_Exercise:_
Show each line in the material below that contains the word "mask".

_Provided data:_
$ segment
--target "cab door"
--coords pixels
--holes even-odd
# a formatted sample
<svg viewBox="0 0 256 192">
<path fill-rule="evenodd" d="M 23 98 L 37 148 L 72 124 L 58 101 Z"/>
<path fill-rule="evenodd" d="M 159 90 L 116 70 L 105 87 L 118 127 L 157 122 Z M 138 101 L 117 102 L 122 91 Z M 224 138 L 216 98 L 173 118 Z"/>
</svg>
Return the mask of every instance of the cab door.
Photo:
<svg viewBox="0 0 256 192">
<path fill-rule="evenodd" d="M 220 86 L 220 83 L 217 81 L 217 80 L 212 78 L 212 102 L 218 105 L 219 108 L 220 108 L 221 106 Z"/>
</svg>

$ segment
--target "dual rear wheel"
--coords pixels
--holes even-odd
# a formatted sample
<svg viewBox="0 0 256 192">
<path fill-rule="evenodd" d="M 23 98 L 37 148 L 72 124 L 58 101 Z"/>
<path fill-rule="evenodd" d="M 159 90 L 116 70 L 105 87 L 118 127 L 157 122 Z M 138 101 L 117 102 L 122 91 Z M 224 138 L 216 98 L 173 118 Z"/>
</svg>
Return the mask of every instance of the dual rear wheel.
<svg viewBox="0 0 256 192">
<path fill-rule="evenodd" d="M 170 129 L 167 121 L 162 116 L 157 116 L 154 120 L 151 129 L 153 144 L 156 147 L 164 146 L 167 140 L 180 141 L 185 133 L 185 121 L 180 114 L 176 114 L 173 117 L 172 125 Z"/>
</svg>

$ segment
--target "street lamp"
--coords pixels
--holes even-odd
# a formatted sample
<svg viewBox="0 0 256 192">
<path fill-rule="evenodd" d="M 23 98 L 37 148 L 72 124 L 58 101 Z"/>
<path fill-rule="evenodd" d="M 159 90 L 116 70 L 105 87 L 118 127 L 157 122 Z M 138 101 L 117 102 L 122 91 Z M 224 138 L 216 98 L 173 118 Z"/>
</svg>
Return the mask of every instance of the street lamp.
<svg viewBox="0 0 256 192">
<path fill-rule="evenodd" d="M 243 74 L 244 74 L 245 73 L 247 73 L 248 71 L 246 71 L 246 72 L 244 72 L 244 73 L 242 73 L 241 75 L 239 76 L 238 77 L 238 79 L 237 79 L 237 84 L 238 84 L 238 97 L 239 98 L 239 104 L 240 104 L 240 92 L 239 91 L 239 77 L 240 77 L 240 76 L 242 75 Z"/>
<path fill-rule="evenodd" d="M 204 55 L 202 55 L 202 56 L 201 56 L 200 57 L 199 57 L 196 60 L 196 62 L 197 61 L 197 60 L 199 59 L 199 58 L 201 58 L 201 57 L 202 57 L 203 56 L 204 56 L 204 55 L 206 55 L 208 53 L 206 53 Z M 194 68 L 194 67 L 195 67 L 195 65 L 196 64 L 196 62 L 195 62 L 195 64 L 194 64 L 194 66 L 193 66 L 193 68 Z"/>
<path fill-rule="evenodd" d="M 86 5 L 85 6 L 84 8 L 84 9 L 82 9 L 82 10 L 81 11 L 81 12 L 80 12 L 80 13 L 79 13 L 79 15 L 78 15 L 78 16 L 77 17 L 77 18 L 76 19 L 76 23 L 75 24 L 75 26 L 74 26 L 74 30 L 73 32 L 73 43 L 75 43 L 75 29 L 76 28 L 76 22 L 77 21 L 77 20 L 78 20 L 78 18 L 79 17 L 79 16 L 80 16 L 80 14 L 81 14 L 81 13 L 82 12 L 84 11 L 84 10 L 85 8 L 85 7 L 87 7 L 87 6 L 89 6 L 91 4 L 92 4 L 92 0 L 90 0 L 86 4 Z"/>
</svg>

_Full output:_
Return the mask of every instance of the cab door.
Return the mask of every instance of the dual rear wheel.
Return the mask of every instance of the street lamp.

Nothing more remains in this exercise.